## INPUT:
# # # #

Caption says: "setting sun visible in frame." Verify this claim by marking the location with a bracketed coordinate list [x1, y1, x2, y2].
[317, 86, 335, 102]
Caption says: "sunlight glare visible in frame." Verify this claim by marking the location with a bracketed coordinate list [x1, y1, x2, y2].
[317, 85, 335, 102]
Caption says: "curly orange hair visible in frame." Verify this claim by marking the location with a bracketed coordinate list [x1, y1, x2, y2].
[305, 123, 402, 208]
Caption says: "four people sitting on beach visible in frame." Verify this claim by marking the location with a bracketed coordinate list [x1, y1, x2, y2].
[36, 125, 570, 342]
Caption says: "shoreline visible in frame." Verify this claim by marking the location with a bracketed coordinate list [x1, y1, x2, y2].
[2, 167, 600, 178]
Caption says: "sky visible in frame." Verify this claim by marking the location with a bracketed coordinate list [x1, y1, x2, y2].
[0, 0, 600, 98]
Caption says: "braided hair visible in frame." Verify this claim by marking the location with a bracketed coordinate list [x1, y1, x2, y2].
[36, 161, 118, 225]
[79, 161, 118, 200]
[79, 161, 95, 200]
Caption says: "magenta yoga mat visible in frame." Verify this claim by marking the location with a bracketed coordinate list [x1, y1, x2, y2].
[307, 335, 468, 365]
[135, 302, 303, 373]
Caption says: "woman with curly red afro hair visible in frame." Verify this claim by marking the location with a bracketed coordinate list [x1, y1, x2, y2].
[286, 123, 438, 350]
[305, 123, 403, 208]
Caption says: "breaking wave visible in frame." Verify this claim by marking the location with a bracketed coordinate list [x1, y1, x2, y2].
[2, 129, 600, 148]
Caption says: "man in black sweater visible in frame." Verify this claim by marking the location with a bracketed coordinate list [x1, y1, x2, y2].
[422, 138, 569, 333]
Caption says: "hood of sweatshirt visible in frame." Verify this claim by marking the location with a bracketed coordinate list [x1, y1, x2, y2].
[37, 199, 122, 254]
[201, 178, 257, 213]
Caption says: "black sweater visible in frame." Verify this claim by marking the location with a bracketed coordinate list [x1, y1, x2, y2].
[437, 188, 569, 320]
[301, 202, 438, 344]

# # # #

## EXERCISE REQUIREMENTS:
Exactly the lines from the one holding "of sweatshirt visible" to the final line of the listing, both included, must make up the answer.

## EXERCISE OUTPUT:
Caption says: "hood of sweatshirt visible in frame." Verify this claim by marking the location with a bracketed coordinate list [x1, y1, x2, y2].
[37, 199, 122, 254]
[201, 178, 257, 213]
Caption says: "black sweater visible in frame." Verify this claim by marking the location with a bracketed coordinate list [x1, y1, x2, y2].
[437, 188, 569, 320]
[301, 202, 438, 344]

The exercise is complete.